*** EXERCISE DATA Section Begins ***

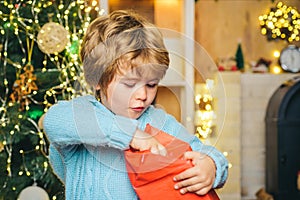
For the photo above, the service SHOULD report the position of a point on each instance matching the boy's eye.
(129, 84)
(152, 85)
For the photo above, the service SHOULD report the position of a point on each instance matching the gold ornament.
(52, 38)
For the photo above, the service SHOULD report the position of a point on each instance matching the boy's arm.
(79, 122)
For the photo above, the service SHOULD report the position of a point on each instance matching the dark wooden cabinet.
(283, 141)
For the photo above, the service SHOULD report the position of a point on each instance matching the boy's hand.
(200, 178)
(143, 141)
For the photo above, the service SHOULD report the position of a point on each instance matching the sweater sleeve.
(79, 122)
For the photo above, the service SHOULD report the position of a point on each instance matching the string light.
(204, 114)
(281, 22)
(67, 65)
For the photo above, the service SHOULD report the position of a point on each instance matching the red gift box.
(152, 175)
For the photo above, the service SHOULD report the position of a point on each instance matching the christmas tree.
(39, 65)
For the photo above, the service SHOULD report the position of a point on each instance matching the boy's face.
(131, 93)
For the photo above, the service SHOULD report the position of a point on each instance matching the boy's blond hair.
(121, 39)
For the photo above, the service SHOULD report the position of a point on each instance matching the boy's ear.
(97, 87)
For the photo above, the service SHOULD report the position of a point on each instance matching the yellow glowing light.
(276, 54)
(275, 69)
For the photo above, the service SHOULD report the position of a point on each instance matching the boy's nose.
(141, 93)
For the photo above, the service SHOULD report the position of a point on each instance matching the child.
(124, 59)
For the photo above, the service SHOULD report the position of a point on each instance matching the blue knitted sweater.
(87, 143)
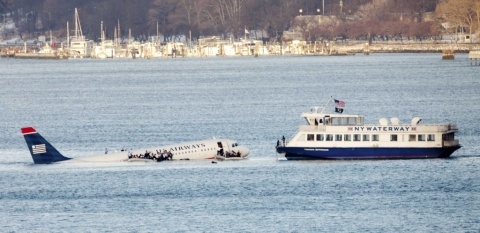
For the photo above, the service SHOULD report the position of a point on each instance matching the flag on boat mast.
(339, 105)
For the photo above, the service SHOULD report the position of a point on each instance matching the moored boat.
(342, 136)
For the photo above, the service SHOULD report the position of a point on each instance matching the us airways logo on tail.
(39, 149)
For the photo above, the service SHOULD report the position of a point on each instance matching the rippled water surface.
(85, 106)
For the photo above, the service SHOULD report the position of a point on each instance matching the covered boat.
(342, 136)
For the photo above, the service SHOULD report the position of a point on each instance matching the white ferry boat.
(341, 136)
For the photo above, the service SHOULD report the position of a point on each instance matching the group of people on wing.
(228, 154)
(158, 156)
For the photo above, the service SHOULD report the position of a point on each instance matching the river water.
(85, 106)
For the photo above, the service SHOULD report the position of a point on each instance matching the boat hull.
(309, 153)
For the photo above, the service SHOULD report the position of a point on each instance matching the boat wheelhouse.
(342, 136)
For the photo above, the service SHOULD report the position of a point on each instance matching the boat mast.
(326, 104)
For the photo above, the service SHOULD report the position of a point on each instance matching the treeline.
(196, 18)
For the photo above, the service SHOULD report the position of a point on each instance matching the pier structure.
(474, 56)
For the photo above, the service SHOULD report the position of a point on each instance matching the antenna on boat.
(326, 104)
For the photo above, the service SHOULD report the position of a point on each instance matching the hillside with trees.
(356, 19)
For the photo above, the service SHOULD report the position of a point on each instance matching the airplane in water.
(223, 149)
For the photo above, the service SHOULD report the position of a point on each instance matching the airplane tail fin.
(41, 150)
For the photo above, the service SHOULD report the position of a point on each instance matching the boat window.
(393, 137)
(448, 137)
(336, 121)
(356, 137)
(301, 138)
(329, 137)
(310, 137)
(366, 137)
(352, 121)
(319, 137)
(338, 137)
(412, 137)
(421, 137)
(347, 137)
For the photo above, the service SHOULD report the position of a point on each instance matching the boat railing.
(433, 128)
(312, 128)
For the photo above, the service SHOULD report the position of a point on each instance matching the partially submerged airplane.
(44, 153)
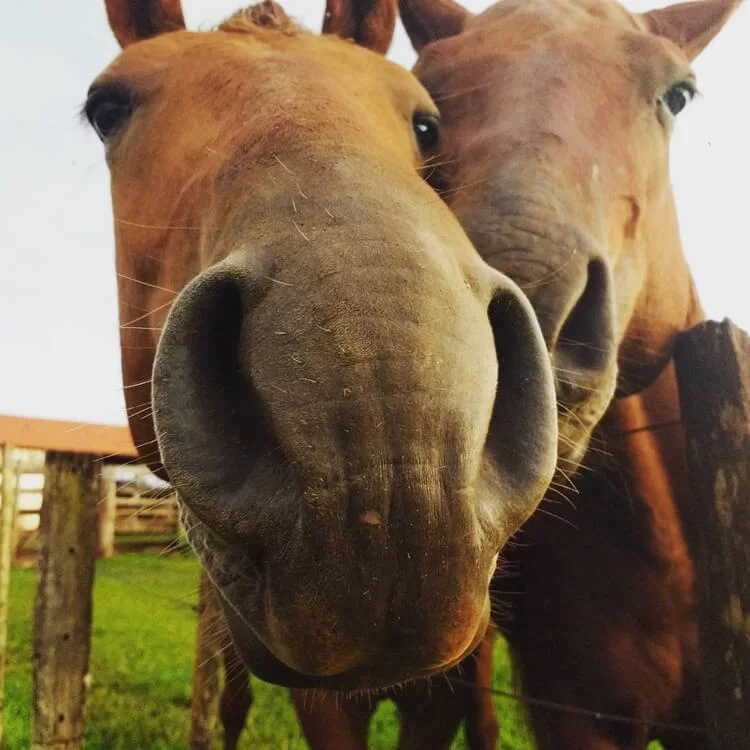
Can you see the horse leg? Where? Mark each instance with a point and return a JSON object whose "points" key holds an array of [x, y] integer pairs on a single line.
{"points": [[690, 714], [333, 722], [237, 696], [482, 728]]}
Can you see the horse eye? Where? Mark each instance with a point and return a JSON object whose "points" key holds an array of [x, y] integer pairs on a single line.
{"points": [[678, 97], [107, 109], [427, 130]]}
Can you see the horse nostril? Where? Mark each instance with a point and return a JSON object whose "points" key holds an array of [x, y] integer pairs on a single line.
{"points": [[586, 339]]}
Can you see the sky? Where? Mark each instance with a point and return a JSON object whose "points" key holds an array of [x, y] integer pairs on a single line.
{"points": [[59, 355]]}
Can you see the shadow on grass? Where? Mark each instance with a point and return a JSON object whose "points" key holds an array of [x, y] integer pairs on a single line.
{"points": [[142, 661]]}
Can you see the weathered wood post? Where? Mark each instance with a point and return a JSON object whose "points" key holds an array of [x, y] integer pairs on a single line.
{"points": [[107, 514], [63, 608], [713, 369], [204, 704], [7, 524]]}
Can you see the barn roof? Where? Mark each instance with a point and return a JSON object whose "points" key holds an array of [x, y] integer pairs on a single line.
{"points": [[68, 437]]}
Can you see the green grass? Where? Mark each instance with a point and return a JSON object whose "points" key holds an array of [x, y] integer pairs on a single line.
{"points": [[141, 666]]}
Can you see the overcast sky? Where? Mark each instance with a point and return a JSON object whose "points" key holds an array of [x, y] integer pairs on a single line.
{"points": [[59, 354]]}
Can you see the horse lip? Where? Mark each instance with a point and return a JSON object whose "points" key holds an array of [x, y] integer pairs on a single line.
{"points": [[268, 667]]}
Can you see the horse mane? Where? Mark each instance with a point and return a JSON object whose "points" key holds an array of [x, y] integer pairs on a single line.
{"points": [[265, 15]]}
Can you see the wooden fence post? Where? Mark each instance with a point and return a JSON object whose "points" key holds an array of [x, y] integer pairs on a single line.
{"points": [[7, 523], [713, 370], [107, 515], [63, 607], [204, 703]]}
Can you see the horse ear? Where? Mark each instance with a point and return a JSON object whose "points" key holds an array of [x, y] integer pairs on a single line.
{"points": [[370, 23], [691, 26], [428, 20], [134, 20]]}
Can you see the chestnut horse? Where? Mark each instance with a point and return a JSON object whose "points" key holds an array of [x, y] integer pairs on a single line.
{"points": [[553, 154], [356, 411]]}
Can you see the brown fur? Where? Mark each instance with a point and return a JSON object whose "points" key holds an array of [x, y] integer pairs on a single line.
{"points": [[552, 126], [325, 351]]}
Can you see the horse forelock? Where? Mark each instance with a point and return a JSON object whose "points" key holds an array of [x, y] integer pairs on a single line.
{"points": [[266, 15]]}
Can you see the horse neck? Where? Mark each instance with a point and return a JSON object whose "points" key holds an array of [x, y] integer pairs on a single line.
{"points": [[644, 430]]}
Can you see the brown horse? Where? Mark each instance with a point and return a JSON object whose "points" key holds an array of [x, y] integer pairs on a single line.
{"points": [[553, 154], [325, 343]]}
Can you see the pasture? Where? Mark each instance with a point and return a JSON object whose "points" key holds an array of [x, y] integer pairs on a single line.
{"points": [[142, 662]]}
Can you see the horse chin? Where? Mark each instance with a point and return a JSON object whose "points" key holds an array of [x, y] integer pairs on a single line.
{"points": [[577, 421], [375, 677]]}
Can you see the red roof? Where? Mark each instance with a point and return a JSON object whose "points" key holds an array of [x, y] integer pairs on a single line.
{"points": [[68, 437]]}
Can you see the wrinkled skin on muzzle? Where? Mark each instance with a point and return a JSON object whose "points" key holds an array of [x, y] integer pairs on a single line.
{"points": [[356, 411]]}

*** EXERCISE DATA Section Ends ***

Reproduce the data word for word; no pictures.

For the photo above, the service SHOULD report the position of a point on each instance matching the boy's eye.
(129, 84)
(152, 85)
For the photo above, the service SHOULD report the position of a point on each instance matching the gold ornament.
(52, 38)
For the photo above, the service SHOULD report the position of a point on each instance matching the boy's arm.
(79, 122)
For the photo above, the service SHOULD report the position of a point on each instance matching the dark wooden cabinet.
(283, 141)
For the photo above, the service SHOULD report the position of a point on each instance matching the boy's hand.
(200, 178)
(143, 141)
For the photo above, the service SHOULD report the position of a point on each instance matching the sweater sleeve.
(79, 122)
For the photo above, the service SHOULD report the position of a point on each instance matching the string light.
(204, 114)
(281, 22)
(67, 65)
For the photo above, the service SHOULD report the position of a point on each instance matching the red gift box.
(152, 175)
For the photo above, the service SHOULD report the position of a point on each instance matching the christmas tree.
(39, 65)
For the photo above, the service SHOULD report the position of a point on each instance matching the boy's face.
(131, 93)
For the photo above, the service SHOULD report the position of a point on each instance matching the boy's blond hair.
(121, 39)
For the photo above, the service SHOULD report the position of a point on each instance matching the boy's ear.
(97, 87)
For the photo above, the service SHOULD report the position of a point on each instance matching the yellow glowing light.
(276, 54)
(275, 69)
For the photo above, the service SHOULD report the position of a point on each instance matching the boy's nose.
(141, 93)
For the photo above, the service SHOULD report the position of a point on each instance matching the child.
(124, 59)
For the photo above, the service SHOULD report the position of a point on each instance matching the blue knitted sweater.
(87, 143)
For the photo above, the service SHOULD report the position of a point on each instance matching the flag on boat mast.
(339, 105)
For the photo above, the service SHOULD report the position of a point on each instance matching the moored boat.
(342, 136)
For the photo above, the service SHOULD report the position of a point on each instance matching the us airways logo on tail.
(39, 149)
For the photo above, the service SHOULD report the position of a point on each instance matching the rippled water surface.
(85, 106)
For the photo above, the service SHOULD report the position of a point on each instance matching the covered boat.
(342, 136)
For the photo above, the service SHOULD report the position of a point on each instance matching the white ferry boat.
(341, 136)
For the photo above, the service SHOULD report the position of a point on each instance matching the group of people on wing.
(228, 154)
(158, 156)
For the photo above, the service SHOULD report the position of a point on each instance matching the river water.
(85, 106)
For the photo above, the service SHOULD report the position of a point on each instance matching the boat hull.
(309, 153)
For the photo above, the service SHOULD report the position of a point on each instance matching the boat wheelhouse.
(342, 136)
For the photo above, the service SHOULD report the position of a point on each instance matching the boat mast.
(326, 104)
For the photo above, the service SHOULD report the position of a point on each instance matching the treeline.
(196, 18)
For the photo above, the service SHOULD report the position of a point on each instance matching the pier structure.
(474, 56)
For the photo above, the service SHOULD report the position of a point on each instance matching the antenna on boat.
(326, 104)
For the photo above, the service SHOULD report the position of a point on each instance matching the hillside with trees.
(356, 19)
For the photo above, the service SHOULD report the position of a point on each instance matching the airplane in water.
(223, 149)
For the photo above, the service SHOULD report the position of a point on each instance matching the airplane tail fin.
(41, 150)
For the photo above, the service SHOULD report the position of a point on each instance matching the boat window.
(393, 137)
(448, 137)
(336, 121)
(356, 137)
(301, 138)
(329, 137)
(310, 137)
(366, 137)
(352, 121)
(319, 137)
(338, 137)
(412, 137)
(421, 137)
(347, 137)
For the photo above, the service SHOULD report the position of a point on each instance matching the boat railing.
(433, 128)
(312, 128)
For the photo above, the service SHOULD report the position of a point on each instance matching the partially submerged airplane.
(44, 153)
Can you see the horse leg? Where? Mark each instance with a point and return a JSON object whose "points" key holds an array of [x, y] integer pairs on a single line.
{"points": [[690, 714], [333, 722], [237, 696], [482, 728]]}
Can you see the horse eye? Where? Mark each instance with a point and return a JSON object whose "points" key holds an array of [x, y] integer pairs on a single line.
{"points": [[678, 97], [107, 109], [427, 130]]}
Can you see the horse nostril? Where? Mark each instance with a point and return a JSON object whose "points" key holds an array of [x, y] integer pairs on a single line.
{"points": [[586, 339]]}
Can you see the sky? Where? Mark each instance with a point and return a JSON object whose "points" key holds an array of [x, y] integer pairs on a single line.
{"points": [[59, 355]]}
Can you see the shadow on grass? Where? Mark each instance with a point and return a JSON object whose "points" key holds an array of [x, y] integer pairs on a single line.
{"points": [[142, 661]]}
Can you see the weathered wood post? Where? Mark each instance with a point and return a JSON object whose "points" key holds an array of [x, y] integer pairs on a single line.
{"points": [[107, 514], [63, 608], [713, 369], [204, 704], [7, 524]]}
Can you see the barn roof? Where? Mark each instance with a point and return a JSON object whose "points" key holds an array of [x, y] integer pairs on a single line.
{"points": [[68, 437]]}
Can you see the green grass? Where? Mark each instance with a point and return a JSON object whose "points" key holds an array of [x, y] integer pairs on a single line.
{"points": [[141, 666]]}
Can you see the overcast sky? Where? Mark each instance with a point and return a JSON object whose "points" key holds an array of [x, y] integer pairs on a single line.
{"points": [[59, 354]]}
Can you see the horse lip? Where? Mark each instance with a point and return a JSON object whose "points" key holds an array of [x, y] integer pairs on a single line.
{"points": [[268, 667]]}
Can you see the horse mane? Where? Mark each instance with a point and return a JSON object whose "points" key holds an array of [x, y] integer pairs on a single line.
{"points": [[265, 15]]}
Can you see the wooden fence post? Where? Mark each instance with a point and return a JSON object whose "points" key holds an array of [x, y] integer pairs on a single line.
{"points": [[7, 523], [713, 370], [107, 515], [63, 607], [204, 703]]}
Can you see the horse ear? Where? Mark each instance with a point and return a JSON object whose "points" key holds an array of [x, y] integer pairs on a single line.
{"points": [[370, 23], [691, 26], [428, 20], [134, 20]]}
Can you see the chestnut horse? Where? Mark each instance with a point and return a JSON object whose "points" key holds an array of [x, y] integer pairs on a single line.
{"points": [[553, 154], [356, 411]]}
Can you see the brown fur? Where? Mark each instance with a point and return a JSON object whose "points" key holds an array of [x, y] integer pairs on a single line.
{"points": [[552, 126], [325, 351]]}
Can you see the horse forelock? Where? Mark each instance with a point and return a JSON object whose "points" key holds an array of [x, y] integer pairs on a single line.
{"points": [[266, 15]]}
Can you see the horse neck? Where? Mark each instance with a point and return a JSON object whose "points" key holds an array of [x, y] integer pairs on a single line.
{"points": [[644, 430]]}
Can you see the brown horse? Where? Mark each instance with a point and return a JSON object whose "points" key holds an array of [x, y] integer pairs on a single line.
{"points": [[553, 154], [325, 343]]}
Can you see the pasture? Where? Mark each instance with a point and return a JSON object whose "points" key holds an array of [x, y] integer pairs on a single line.
{"points": [[142, 662]]}
Can you see the horse chin? Where? Mark each instance with a point and return a JSON object whose "points" key holds an array of [x, y] integer pairs on a single line.
{"points": [[577, 421], [375, 677]]}
Can you see the red roof? Where? Mark each instance with a point and return a JSON object whose "points" key holds an array of [x, y] integer pairs on a single line.
{"points": [[68, 437]]}
Can you see the wrinkled skin on muzzle? Where? Mark each instance with a point and return a JSON object whose "points" key holds an array of [x, y] integer pairs on a single line.
{"points": [[356, 411]]}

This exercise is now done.